(DIRECTIONS FOR THIS TASK):
Only the lines from the one with "Which region of the image contains the street" onward are wanted, through the last line of the entries, set down exactly.
-- begin DATA SUPPLIED --
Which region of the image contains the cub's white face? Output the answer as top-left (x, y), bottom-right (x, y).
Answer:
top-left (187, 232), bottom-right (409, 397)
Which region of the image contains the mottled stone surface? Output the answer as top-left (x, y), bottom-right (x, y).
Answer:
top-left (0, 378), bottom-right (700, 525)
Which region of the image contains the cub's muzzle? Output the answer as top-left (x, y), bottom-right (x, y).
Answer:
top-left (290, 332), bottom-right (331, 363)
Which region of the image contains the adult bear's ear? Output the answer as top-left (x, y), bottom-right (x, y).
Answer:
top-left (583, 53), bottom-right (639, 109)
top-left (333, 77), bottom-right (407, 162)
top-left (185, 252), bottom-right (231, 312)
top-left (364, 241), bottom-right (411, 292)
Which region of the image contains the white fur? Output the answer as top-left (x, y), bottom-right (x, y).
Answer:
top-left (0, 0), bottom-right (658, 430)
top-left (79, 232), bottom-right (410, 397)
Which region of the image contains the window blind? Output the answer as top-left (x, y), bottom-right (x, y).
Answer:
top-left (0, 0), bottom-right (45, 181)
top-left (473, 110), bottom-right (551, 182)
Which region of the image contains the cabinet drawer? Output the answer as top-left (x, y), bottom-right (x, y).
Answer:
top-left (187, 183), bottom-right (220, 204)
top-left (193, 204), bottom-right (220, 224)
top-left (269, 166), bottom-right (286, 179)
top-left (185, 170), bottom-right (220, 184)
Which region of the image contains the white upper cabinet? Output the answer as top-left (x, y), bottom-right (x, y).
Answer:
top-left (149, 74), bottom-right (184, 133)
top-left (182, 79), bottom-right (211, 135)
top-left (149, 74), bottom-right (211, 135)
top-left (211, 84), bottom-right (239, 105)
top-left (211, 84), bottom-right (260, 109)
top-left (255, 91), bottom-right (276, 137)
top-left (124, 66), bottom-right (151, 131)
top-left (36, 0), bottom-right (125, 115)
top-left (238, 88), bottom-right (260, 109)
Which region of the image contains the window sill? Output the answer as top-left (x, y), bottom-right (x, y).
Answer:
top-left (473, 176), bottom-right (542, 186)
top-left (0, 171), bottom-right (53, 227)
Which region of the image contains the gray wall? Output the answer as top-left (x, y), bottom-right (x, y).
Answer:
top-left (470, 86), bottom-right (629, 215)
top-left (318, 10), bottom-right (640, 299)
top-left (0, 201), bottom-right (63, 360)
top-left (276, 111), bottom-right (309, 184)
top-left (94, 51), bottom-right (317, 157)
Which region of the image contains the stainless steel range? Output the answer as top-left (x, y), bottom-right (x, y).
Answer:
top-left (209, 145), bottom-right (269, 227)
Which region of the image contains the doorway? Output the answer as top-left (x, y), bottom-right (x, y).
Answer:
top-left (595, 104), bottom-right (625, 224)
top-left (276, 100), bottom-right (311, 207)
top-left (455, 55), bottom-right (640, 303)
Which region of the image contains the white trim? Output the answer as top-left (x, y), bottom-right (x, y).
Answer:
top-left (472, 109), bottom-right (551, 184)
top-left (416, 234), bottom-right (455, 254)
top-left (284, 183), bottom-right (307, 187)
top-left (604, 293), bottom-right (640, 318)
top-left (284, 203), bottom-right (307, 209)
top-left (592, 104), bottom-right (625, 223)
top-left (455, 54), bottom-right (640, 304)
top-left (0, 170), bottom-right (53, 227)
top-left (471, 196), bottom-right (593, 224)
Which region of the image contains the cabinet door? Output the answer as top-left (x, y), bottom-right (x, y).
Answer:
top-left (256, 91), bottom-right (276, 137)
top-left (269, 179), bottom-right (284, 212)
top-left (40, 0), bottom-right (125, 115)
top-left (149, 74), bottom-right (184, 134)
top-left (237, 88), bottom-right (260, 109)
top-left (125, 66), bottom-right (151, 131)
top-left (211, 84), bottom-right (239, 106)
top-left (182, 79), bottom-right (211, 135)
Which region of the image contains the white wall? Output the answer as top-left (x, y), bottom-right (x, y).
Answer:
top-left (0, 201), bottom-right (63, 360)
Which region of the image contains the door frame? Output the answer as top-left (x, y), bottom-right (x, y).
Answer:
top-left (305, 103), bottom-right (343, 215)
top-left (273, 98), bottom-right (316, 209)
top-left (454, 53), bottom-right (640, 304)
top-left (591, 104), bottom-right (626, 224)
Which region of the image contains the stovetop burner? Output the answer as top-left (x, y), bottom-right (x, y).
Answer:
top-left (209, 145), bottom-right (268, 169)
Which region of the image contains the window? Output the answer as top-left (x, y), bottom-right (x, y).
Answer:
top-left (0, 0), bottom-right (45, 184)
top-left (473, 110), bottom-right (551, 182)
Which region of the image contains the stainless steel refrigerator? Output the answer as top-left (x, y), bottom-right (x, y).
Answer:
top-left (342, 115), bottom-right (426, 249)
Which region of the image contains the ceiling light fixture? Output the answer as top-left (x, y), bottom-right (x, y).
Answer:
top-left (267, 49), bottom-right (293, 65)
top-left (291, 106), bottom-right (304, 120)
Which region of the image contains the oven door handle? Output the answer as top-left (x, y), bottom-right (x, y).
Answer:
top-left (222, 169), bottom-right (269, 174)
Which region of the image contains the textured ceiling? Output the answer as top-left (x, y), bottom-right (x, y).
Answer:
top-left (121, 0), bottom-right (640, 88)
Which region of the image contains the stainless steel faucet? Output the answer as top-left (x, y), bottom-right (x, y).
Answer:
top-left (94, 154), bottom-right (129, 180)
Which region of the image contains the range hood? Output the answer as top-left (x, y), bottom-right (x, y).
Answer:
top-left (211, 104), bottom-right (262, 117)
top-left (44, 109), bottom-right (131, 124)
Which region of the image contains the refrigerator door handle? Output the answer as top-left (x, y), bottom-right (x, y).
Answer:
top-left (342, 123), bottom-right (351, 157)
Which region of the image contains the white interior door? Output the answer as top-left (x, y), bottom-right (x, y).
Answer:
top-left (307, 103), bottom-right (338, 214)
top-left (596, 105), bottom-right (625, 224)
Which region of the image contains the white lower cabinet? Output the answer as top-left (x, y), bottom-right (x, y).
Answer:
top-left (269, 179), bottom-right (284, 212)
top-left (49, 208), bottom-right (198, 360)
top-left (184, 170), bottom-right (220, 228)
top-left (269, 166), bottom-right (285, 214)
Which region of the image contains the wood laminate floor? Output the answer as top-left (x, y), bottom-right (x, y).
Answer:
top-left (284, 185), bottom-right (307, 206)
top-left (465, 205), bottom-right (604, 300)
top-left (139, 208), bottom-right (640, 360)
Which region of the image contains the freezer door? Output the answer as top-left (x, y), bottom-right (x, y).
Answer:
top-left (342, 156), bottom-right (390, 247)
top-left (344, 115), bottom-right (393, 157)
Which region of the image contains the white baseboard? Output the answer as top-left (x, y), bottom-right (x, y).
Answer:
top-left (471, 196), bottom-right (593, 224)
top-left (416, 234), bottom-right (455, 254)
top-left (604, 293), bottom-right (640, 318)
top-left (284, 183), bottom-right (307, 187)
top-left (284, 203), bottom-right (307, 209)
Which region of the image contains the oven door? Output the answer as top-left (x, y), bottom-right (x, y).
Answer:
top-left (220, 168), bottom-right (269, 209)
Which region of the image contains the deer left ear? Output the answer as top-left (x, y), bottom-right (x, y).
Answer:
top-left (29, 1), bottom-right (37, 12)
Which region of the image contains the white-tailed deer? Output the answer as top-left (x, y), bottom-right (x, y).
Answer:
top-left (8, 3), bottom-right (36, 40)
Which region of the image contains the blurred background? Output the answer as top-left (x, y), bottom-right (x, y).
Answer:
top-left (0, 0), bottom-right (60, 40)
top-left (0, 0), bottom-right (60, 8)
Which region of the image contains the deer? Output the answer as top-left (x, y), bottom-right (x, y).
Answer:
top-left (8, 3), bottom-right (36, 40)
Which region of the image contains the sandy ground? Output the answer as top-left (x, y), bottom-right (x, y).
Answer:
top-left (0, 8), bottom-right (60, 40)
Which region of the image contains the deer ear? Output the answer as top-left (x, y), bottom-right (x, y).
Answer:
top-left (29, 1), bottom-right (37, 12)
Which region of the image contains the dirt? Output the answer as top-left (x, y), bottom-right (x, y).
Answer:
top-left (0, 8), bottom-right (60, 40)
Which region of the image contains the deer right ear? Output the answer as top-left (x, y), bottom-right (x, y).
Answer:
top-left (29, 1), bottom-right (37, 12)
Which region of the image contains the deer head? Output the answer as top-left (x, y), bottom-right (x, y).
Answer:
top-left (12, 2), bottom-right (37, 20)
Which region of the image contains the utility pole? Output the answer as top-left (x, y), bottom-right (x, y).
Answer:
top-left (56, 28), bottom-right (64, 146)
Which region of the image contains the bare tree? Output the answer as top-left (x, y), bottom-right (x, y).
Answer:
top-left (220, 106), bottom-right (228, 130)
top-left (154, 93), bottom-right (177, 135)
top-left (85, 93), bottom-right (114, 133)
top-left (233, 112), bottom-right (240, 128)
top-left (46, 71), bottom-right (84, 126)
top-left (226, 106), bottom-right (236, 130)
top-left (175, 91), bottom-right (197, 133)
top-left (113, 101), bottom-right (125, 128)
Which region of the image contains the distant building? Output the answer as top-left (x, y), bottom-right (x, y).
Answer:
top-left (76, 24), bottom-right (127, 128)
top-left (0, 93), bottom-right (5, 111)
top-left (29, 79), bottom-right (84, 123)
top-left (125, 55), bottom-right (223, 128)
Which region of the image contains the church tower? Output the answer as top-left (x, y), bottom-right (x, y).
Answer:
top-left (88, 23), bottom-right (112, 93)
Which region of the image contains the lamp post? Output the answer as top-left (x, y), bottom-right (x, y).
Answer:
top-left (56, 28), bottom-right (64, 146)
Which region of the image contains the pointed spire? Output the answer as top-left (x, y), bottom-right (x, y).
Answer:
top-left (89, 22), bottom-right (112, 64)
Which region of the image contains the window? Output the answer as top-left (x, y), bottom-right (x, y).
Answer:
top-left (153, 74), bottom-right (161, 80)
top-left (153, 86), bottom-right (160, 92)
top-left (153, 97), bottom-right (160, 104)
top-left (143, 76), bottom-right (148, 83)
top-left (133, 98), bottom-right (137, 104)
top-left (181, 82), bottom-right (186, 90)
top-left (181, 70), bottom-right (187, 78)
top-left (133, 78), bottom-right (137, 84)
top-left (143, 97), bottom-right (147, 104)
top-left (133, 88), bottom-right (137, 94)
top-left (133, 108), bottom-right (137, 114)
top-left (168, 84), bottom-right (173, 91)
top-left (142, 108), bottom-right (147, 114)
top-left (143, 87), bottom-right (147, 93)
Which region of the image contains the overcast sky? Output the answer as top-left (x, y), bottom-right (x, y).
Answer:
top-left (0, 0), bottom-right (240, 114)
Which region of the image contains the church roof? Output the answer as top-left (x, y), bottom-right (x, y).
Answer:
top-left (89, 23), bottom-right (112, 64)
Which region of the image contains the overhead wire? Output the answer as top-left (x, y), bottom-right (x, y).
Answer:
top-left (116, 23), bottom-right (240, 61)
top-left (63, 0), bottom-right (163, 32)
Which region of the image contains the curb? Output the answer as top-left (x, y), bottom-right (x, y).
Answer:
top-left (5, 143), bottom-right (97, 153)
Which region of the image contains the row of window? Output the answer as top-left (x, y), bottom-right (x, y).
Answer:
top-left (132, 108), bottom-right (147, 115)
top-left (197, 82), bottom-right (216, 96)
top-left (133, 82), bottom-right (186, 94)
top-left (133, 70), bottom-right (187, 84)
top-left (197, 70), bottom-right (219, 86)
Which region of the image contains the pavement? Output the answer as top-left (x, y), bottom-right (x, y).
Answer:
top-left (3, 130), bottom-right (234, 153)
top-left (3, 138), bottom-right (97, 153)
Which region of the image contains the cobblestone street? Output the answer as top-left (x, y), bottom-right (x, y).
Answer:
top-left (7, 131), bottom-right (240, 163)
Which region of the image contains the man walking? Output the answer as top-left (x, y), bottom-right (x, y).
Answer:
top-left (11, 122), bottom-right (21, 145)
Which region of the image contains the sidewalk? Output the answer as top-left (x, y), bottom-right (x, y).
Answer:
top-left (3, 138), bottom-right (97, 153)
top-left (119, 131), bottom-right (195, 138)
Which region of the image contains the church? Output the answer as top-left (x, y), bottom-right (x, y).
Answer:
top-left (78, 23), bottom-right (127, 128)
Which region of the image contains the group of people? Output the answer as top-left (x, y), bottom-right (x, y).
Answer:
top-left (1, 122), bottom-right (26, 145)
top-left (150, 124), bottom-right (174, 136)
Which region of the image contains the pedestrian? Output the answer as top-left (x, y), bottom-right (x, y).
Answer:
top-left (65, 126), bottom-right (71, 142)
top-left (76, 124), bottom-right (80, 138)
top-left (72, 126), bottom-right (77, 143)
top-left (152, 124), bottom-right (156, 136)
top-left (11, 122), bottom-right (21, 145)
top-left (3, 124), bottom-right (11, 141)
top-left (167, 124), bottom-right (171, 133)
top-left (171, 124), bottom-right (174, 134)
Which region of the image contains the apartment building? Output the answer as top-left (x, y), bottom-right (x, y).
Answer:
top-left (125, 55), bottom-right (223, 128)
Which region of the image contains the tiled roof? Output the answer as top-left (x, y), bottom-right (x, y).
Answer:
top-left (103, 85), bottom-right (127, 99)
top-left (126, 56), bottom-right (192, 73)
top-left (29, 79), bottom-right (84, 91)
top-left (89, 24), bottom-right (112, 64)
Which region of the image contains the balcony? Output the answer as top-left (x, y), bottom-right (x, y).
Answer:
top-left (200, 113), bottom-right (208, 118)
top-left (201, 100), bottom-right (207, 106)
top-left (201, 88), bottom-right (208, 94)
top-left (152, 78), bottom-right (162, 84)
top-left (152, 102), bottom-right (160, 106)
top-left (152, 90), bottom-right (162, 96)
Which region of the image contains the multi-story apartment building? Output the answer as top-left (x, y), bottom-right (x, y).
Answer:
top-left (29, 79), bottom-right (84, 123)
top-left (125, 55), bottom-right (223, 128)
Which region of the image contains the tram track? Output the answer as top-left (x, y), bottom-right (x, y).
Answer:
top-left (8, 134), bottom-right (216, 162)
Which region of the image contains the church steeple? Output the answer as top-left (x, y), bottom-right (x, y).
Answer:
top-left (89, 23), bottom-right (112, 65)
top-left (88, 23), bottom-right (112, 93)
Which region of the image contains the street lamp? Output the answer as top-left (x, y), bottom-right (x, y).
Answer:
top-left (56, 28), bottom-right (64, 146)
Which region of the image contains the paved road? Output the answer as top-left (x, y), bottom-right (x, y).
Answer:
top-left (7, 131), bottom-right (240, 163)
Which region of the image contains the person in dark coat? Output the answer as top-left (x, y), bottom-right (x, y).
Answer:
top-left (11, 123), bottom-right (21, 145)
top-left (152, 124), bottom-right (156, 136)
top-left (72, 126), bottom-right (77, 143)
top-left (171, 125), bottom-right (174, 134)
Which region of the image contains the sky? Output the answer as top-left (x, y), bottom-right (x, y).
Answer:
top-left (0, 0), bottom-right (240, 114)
-- end DATA SUPPLIED --
(EXERCISE RESPONSE):
Which region of the image contains the street lamp? Output the answer as top-left (x, y), bottom-right (x, y).
Answer:
top-left (56, 28), bottom-right (64, 146)
Which region of the image contains the paved road? Output the answer as top-left (x, y), bottom-right (x, y).
Answer:
top-left (7, 131), bottom-right (240, 163)
Which region of the image contains the person in dark coat? Output the answer as top-left (x, y), bottom-right (x, y).
Answer:
top-left (11, 123), bottom-right (21, 145)
top-left (152, 124), bottom-right (156, 136)
top-left (72, 126), bottom-right (77, 143)
top-left (171, 125), bottom-right (174, 134)
Which region of the image contains the sky? Output the answer as top-left (x, y), bottom-right (x, y).
Answer:
top-left (0, 0), bottom-right (240, 114)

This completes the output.